O QUE FAZER:
Reproduza, por favor, a listagem abaixo palavra por palavra, do início ao fim.

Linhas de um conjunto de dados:
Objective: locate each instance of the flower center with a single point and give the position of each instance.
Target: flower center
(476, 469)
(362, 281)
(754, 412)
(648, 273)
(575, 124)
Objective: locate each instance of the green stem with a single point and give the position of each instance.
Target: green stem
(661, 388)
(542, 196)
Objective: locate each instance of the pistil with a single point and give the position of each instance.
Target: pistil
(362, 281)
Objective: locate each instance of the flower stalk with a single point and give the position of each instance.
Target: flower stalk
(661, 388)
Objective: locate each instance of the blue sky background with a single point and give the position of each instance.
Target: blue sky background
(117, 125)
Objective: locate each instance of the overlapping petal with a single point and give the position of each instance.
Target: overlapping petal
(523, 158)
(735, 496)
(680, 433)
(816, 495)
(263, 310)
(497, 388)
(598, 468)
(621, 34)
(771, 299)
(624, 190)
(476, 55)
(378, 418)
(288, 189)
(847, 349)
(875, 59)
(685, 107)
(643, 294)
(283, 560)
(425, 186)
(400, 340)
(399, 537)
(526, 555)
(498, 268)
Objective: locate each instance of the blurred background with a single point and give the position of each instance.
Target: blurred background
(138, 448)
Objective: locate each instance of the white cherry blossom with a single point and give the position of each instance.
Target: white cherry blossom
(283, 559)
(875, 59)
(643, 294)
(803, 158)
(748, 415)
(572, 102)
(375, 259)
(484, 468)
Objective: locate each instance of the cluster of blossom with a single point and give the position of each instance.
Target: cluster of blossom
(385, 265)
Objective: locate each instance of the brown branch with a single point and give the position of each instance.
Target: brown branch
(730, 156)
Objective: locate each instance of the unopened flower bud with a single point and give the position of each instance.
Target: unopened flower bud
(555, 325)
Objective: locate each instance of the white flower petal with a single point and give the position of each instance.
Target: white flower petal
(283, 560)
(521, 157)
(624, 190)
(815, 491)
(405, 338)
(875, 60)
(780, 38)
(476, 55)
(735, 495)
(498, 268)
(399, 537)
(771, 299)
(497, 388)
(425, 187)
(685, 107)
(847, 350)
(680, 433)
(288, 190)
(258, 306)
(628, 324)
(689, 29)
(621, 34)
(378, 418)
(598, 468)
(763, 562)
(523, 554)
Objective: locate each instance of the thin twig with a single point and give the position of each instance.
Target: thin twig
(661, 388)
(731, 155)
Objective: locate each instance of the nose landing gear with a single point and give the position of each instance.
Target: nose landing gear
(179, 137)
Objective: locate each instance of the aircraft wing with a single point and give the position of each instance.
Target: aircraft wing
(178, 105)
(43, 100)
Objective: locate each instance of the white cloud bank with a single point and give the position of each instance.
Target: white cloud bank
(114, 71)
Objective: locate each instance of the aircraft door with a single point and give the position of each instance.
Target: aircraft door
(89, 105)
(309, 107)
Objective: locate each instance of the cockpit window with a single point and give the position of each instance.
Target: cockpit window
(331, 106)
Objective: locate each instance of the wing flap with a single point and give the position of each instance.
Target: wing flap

RESPOSTA ESCRITA:
Objective: locate each instance of the flower center with a single point and give the position of each instance.
Target: flower center
(476, 469)
(362, 281)
(754, 412)
(648, 273)
(575, 124)
Objective: locate each instance of the green stem with a single point and give the position of each instance.
Target: green stem
(661, 388)
(542, 196)
Objective: locate each instance of the pistil with a single point and give the position of each instance.
Target: pistil
(362, 281)
Objective: locate each instance of the flower stalk with a single point and give the position of each instance.
Target: flower stalk
(661, 388)
Objective: locate each instance of the blue sky background with a single point and give the position of each instance.
Target: blue sky background
(117, 125)
Objective: locate each instance of the overlapping petal with a single point and give the position of each instance.
Target: overlapping petal
(523, 158)
(735, 496)
(680, 433)
(816, 495)
(263, 310)
(497, 388)
(598, 468)
(621, 34)
(771, 299)
(624, 190)
(476, 55)
(378, 418)
(288, 189)
(847, 349)
(875, 59)
(685, 107)
(643, 294)
(283, 560)
(425, 186)
(400, 340)
(399, 537)
(526, 555)
(498, 268)
Objective: locate each instance of the blurred background with a single point and give the position of each instance.
Target: blurred background
(138, 448)
Objective: locate each instance of the white cherry blossom with a single point and give the position of each instance.
Target: white cherry blossom
(283, 559)
(875, 59)
(643, 294)
(803, 158)
(748, 415)
(572, 102)
(375, 259)
(484, 468)
Objective: locate each instance of the cluster of blossom with a single point and give the position of each instance.
Target: cluster of blossom
(385, 265)
Objective: locate each instance of the brown branch with a single point and give the position of each instance.
Target: brown branch
(730, 156)
Objective: locate each instance of the unopened flower bud with a single point and give the position of each instance.
Target: unopened flower bud
(555, 325)
Objective: locate each instance of the white flower petal with a single point and give the position of each instance.
Target: white flower petal
(283, 560)
(521, 157)
(624, 190)
(815, 491)
(405, 338)
(875, 60)
(780, 38)
(476, 55)
(735, 495)
(498, 268)
(399, 537)
(771, 299)
(497, 388)
(425, 187)
(685, 107)
(847, 350)
(680, 433)
(288, 190)
(258, 306)
(628, 324)
(689, 29)
(621, 34)
(378, 418)
(598, 468)
(763, 562)
(523, 554)
Objective: locate each instance of the thin twig with a single point and give the position of each instance.
Target: thin twig
(661, 388)
(731, 155)
Objective: locate each instance of the nose landing gear with a single point and give the position of each instance.
Target: nose landing gear
(179, 137)
Objective: locate each instance of the aircraft wing with a single point and give the position of each instance.
Target: aircraft wing
(178, 105)
(43, 100)
Objective: locate each instance of the white cloud bank with a single point and give the position of each instance.
Target: white cloud bank
(114, 71)
Objective: locate each instance of the aircraft door with a single point and give the position of each instance.
Target: aircraft door
(89, 105)
(309, 107)
Objective: locate each instance of the cockpit window with a single point and give the position of each instance.
Target: cockpit window
(331, 106)
Objective: locate each instance of the wing flap with a single point and give the position of each instance.
Target: wing flap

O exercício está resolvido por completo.